Document extract:
::::

Test ride in the 2012 Porsche 911
Whenever Porsche announces a new 911, the car world holds its breath. We accompanied the Stuttgart firm’s test drivers in the 991 series - which will officially make its debut in September at the Frankfurt Motor Show - on a prototype run in South Africa.
The most important change is at the rear. Currently, an owner who likes to show off the 911's potent Boxer engine to friends and acquaintances opens the boot. But the heart of the 991-series Porsche is more hidden than before. Instead of a hood at the rear, the powerplant is hidden behind a ‘service door’ - similar to the Audi A2. This is because the aerodynamics benefits from a new rear design with a retractable spoiler, and is significantly wider than previous models. Anyone who sees the back of the 911 detects a subtle design parallel to Aston Martin. "The Porsche 991 is a completely new 911," says development manager Bernd Kanau. "The outgoing 997 is largely based on its predecessor, the 996. The 991 is very different."
For more than three years, the new Porsche has been thoroughly tested in Scandinavia, Germany, Africa and the USA. Since the European temperatures in mid-February are anything but warm, a test team took eight vehicles to South Africa. The trio of sinister-looking prototypes we ride in are painted black with front and rear body cladding, but barely look any different from the current 997-series. We start our journey in Cape Town, travelling along Highway 301 in the direction of the Wittebrug nature reserve, and continue further north into the mountains. The chassis and dampers are put under the microscope during the full day’s programme, along with the air-conditioning, bodywork, power units and wheel/tyre combinations. This is Bernd Kanau’s final project, his life having been dedicated to the Porsche 911. Since the G-series, he’s been the man in charge of the Porsche development team, succeeding his father who did a similar job at the Zuffenhausen development headquarters. His work will be complete in the autumn: when the new 911 is unleashed on the market, Kanau will go into automotive retirement. He is happy in South Africa, where for 10 years Porsche has subjected its new models to the prolonged torture which testing requires.

::::

Set of tasks:
1) How would you render this sentence from the Porsche article in Spanish: "The most important change is at the rear."
2) Which lines of the entries contain the word "street"? Report each of them in full, matching case exactly.
The entries below this point have no connection to the Porsche article.

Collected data

::::

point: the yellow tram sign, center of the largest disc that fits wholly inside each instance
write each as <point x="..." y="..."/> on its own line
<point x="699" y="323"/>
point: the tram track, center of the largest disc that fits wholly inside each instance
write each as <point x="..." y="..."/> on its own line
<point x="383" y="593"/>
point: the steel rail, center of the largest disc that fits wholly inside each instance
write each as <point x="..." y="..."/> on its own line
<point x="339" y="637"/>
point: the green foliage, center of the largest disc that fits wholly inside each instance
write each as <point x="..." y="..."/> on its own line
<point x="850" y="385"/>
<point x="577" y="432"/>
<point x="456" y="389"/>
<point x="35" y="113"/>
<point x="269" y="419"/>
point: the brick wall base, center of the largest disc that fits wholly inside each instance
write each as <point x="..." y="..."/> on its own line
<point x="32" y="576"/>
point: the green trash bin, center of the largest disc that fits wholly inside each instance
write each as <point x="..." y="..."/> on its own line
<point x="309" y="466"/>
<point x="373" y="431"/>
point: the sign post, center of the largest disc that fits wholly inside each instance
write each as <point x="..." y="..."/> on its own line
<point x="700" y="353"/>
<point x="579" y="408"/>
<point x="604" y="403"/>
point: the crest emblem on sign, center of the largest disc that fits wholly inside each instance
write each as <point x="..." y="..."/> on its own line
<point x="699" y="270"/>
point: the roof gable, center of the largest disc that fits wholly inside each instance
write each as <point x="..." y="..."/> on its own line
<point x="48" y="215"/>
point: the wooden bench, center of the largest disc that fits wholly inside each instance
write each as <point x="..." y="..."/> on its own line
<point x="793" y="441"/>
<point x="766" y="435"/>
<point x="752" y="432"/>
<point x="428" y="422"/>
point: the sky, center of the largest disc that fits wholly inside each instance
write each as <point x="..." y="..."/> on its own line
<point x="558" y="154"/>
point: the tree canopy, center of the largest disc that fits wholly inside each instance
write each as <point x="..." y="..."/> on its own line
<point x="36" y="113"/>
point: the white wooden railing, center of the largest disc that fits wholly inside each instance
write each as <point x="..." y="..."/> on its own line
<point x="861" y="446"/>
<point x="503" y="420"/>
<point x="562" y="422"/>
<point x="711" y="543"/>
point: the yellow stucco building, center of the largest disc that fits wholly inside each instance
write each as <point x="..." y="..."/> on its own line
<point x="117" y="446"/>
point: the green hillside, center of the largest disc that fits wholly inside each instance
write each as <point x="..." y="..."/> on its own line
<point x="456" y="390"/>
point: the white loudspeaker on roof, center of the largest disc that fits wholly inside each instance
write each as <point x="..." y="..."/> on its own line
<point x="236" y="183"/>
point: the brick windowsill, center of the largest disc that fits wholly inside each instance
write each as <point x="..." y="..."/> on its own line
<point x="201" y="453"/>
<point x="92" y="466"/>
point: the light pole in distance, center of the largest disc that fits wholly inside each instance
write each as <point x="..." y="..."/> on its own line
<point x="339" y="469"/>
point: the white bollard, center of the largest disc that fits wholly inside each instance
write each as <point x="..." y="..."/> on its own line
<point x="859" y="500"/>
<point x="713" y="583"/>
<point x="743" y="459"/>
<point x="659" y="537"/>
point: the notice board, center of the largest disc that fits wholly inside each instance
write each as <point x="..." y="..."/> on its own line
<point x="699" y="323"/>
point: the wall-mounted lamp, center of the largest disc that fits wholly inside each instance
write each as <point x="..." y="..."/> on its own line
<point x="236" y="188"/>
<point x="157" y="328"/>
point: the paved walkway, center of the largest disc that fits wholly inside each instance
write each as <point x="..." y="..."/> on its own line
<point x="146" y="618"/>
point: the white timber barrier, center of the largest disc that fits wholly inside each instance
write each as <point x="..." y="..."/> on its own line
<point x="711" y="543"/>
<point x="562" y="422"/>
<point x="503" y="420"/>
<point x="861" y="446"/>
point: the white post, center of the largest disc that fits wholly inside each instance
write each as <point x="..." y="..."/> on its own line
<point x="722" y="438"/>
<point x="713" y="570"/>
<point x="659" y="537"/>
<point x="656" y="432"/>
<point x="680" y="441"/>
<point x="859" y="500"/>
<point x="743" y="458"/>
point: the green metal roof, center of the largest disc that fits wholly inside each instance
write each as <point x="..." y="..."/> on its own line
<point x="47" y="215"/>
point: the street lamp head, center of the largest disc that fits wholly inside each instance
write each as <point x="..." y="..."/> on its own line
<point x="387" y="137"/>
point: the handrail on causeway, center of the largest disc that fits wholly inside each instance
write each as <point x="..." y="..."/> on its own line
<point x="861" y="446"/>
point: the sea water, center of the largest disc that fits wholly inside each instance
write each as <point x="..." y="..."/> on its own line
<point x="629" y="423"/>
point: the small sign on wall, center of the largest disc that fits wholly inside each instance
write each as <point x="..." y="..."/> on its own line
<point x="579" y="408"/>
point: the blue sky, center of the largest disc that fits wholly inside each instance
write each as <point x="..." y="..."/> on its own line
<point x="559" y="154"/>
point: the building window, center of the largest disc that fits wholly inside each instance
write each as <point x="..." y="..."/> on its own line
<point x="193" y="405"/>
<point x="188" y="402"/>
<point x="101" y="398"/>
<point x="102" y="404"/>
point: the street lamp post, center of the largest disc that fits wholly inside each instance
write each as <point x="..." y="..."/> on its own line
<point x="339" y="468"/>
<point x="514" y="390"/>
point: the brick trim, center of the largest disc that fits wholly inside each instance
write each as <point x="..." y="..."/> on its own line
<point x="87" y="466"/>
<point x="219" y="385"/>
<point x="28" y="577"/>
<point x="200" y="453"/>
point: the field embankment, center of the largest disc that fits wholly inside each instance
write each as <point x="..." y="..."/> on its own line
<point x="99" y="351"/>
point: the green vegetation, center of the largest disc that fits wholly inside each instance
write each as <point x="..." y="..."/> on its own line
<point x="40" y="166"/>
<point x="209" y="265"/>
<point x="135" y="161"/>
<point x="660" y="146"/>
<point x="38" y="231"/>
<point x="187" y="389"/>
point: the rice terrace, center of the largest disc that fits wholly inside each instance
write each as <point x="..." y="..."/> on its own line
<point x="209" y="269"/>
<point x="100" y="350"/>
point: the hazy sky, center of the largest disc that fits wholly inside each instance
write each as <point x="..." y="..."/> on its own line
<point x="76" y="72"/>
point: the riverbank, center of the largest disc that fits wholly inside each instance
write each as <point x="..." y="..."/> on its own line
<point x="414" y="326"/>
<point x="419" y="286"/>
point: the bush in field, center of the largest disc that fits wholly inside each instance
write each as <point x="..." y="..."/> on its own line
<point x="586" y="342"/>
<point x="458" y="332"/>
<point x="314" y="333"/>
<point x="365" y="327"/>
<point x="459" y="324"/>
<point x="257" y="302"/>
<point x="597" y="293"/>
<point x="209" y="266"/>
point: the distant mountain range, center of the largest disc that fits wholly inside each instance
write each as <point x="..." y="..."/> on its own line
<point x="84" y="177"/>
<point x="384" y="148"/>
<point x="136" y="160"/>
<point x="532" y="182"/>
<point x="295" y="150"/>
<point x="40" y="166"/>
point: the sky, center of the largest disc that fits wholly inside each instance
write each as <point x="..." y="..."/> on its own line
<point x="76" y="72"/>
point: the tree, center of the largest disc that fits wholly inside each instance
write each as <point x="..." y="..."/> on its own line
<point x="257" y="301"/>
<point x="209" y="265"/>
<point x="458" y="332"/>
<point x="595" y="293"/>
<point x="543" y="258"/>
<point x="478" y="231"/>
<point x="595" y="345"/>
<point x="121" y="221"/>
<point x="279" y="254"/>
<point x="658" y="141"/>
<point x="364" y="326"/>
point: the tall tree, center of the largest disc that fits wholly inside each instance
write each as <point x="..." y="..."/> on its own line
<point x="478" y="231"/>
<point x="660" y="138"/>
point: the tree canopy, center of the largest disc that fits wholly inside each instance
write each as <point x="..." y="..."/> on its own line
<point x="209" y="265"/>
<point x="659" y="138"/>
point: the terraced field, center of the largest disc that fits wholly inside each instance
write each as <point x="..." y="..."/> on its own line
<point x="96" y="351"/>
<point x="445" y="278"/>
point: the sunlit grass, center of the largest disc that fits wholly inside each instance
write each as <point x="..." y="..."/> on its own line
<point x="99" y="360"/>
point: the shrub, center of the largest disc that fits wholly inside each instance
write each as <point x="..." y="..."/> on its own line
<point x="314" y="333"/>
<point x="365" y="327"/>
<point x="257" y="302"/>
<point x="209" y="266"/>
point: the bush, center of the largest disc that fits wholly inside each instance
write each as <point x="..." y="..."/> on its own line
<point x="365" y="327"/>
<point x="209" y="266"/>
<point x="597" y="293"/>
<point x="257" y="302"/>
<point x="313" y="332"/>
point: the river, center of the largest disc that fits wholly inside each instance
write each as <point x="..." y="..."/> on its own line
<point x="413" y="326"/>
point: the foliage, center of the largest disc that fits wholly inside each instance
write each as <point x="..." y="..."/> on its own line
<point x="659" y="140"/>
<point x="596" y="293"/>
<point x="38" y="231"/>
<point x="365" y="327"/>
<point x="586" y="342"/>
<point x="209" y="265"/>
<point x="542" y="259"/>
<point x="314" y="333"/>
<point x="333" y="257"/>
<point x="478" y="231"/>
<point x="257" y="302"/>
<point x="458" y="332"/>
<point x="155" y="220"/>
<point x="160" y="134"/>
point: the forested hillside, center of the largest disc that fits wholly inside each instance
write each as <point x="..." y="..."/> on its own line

::::

The solutions:
1) El cambio más importante está en la parte trasera.

2)
point: the street lamp head, center of the largest disc that fits wholly inside each instance
point: the street lamp post, center of the largest disc that fits wholly inside each instance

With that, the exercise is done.